_Page excerpt_
- - - - -

I'd need to check the API version for the first message. On subsequent 
messages, I'd need to check if I already checked. Might as well just 
check the version every time?

<done for all the comments snipped>

>> +
>> +void get_gh_rm(struct gh_rm *rm)
> 
> It is often pretty handy to return the argument in
> functions like this.  It simultaneously takes the
> reference and assigns the pointer the reference
> represents.
> 
> 

I've updated so that gh_rm_get() returns a struct device * (the 
miscdev's device). Is this too unusual?

>> +{
>> +    get_device(rm->dev);
>> +}
>> +EXPORT_SYMBOL_GPL(get_gh_rm);
>> +
>> +void put_gh_rm(struct gh_rm *rm)
>> +{
>> +    put_device(rm->dev);
>> +}
>> +EXPORT_SYMBOL_GPL(put_gh_rm);
>> +
>> +static int gh_msgq_platform_probe_direction(struct platform_device 
>> *pdev,
>> +                    bool tx, int idx, struct gunyah_resource *ghrsc)
>> +{
>> +    struct device_node *node = pdev->dev.of_node;
>> +    int ret;
> 
> I think you should declare idx as a local variable.
> 
>      int idx = tx ? 1 : 0;
> >> +
>> +    ghrsc->type = tx ? GUNYAH_RESOURCE_TYPE_MSGQ_TX : 
>> GUNYAH_RESOURCE_TYPE_MSGQ_RX;
>> +
>> +    ghrsc->irq = platform_get_irq(pdev, idx);
> 
> Do you suppose you could do platform_get_irq_byname(), and then
> specify the names of the IRQs ("rm_tx_irq" and "rm_rx_irq" maybe)?

- - - - -

_Data rows_
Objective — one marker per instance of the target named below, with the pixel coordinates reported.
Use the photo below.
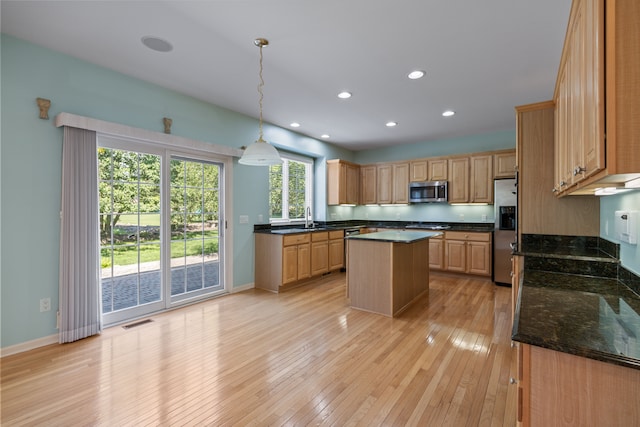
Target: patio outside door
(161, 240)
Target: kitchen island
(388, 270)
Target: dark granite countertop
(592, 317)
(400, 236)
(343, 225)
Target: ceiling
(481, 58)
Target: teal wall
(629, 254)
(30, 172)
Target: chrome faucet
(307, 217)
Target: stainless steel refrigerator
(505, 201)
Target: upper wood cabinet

- - - - -

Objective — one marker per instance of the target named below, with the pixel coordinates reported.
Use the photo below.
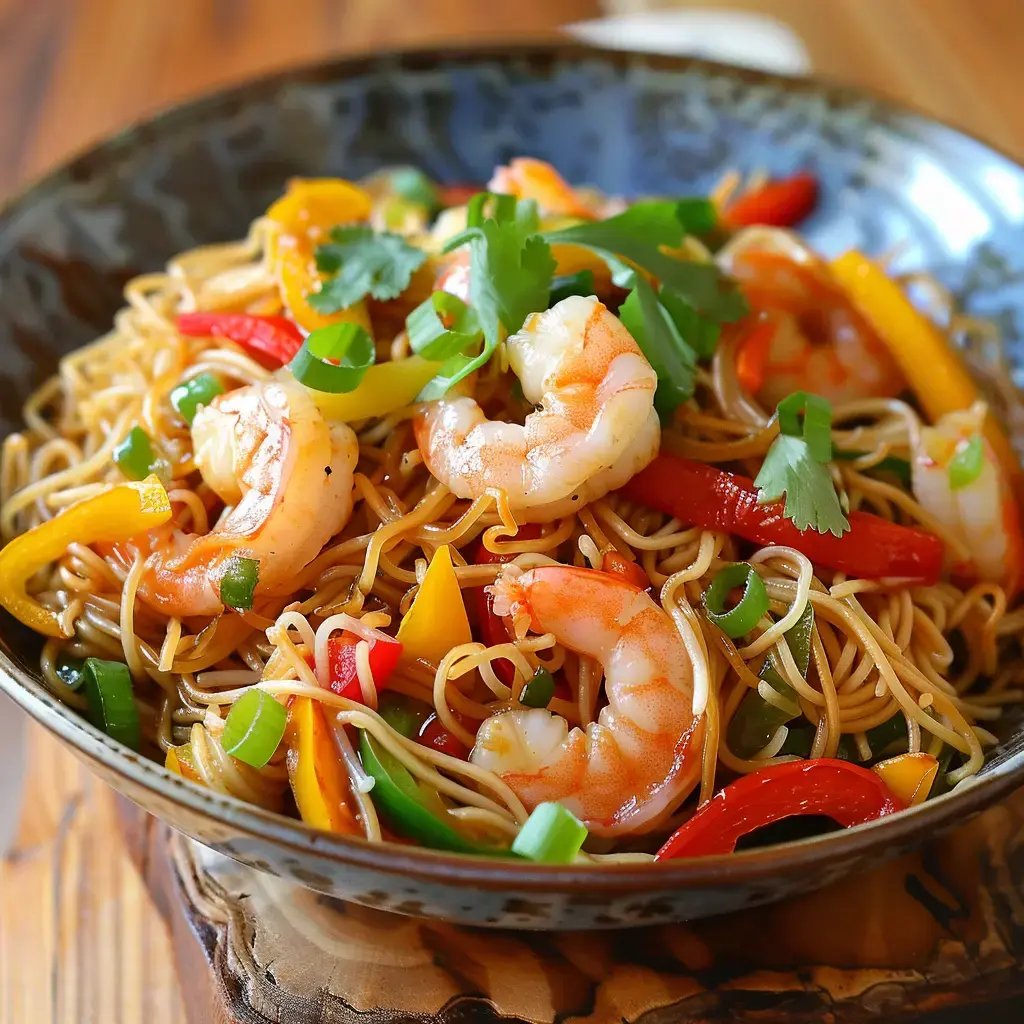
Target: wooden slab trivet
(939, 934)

- - - - -

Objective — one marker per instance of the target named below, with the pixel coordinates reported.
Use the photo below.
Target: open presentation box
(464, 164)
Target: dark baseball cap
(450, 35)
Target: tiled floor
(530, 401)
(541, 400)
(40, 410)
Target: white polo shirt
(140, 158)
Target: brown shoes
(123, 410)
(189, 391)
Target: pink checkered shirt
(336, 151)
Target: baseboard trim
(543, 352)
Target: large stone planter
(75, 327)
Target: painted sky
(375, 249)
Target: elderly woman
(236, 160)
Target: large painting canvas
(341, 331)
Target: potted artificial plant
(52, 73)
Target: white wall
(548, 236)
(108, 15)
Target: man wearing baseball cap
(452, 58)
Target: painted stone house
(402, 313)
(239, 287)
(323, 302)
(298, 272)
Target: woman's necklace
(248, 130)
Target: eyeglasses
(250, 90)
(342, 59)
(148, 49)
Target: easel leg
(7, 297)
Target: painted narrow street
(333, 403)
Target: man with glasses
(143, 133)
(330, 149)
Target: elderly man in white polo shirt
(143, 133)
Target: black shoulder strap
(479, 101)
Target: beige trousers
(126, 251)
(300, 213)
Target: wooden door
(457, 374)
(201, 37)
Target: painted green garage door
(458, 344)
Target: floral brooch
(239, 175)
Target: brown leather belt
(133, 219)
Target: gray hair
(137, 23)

- - - - -

_What you need to do_
**a)** In the patch review excerpt, what does the author say gh_rm_get() now returns?
**b)** Rewrite the patch review excerpt between "I've updated so" and "put_gh_rm(struct gh_rm *rm)", inclusive, putting "unconventional" in place of "unusual".
**c)** Extend the patch review excerpt beyond its final line.
The records have nothing to do with the patch review excerpt.

_Expected answers_
**a)** A struct device * (the miscdev's device).

**b)**
I've updated so that gh_rm_get() returns a struct device * (the 
miscdev's device). Is this too unconventional?

>> +{
>> +    get_device(rm->dev);
>> +}
>> +EXPORT_SYMBOL_GPL(get_gh_rm);
>> +
>> +void put_gh_rm(struct gh_rm *rm)

**c)**
> 
>> +    if (ghrsc->irq < 0) {
>> +        dev_err(&pdev->dev, "Failed to get irq%d: %d\n", idx, 
>> ghrsc->irq);
> 
> Maybe:    "Failed to get %cX IRQ: %d\n", tx ? 'T' : 'R', ghrsc->irq);
> 
>> +        return ghrsc->irq;
>> +    }
>> +
>> +    ret = of_property_read_u64_index(node, "reg", idx, &ghrsc->capid);
> 
> Is a capability ID a simple (but large) number?
> 
> The *resource manager* (which is a very special VM) has to
> have both TX and RX message queue capability IDs.  Is there
> 'any chance that these specific capability IDs have values
> that are fixed by the design?  Like, 0 and 1?  I don't know
> what they are, but it seems like it *could* be something
> fixed by the design, and if that were the case, there would
> be no need to specify the "reg" property to get the "capid"
> values.
> 

They aren't fixed by the design in a production version of Gunyah.

>> +    if (ret) {
>> +        dev_err(&pdev->dev, "Failed to get capid%d: %d\n", idx, ret);
>> +        return ret;
>> +    }
>> +
>> +    return 0;
>> +}
>> +
>> +static int gh_rm_drv_probe(struct platform_device *pdev)
>> +{
>> +    struct gh_msgq_tx_data *msg;
>> +    struct gh_rm *rm;
>> +    int ret;
>> +
>> +    rm = devm_kzalloc(&pdev->dev, sizeof(*rm), GFP_KERNEL);
>> +    if (!rm)
>> +        return -ENOMEM;
>> +
>> +    platform_set_drvdata(pdev, rm);
>> +    rm->dev = &pdev->dev;
>> +
>> +    mutex_init(&rm->call_idr_lock);
>> +    idr_init(&rm->call_idr);
>> +    rm->cache = kmem_cache_create("gh_rm", struct_size(msg, data, 
>> GH_MSGQ_MAX_MSG_SIZE), 0,
>> +        SLAB_HWCACHE_ALIGN, NULL);
>> +    if (!rm->cache)
>> +        return -ENOMEM;
> 
> If you abstracted the allocation interface for these messages,
> you could actually survive without the slab cache here.  But
> if this fails, maybe you won't get far anyway.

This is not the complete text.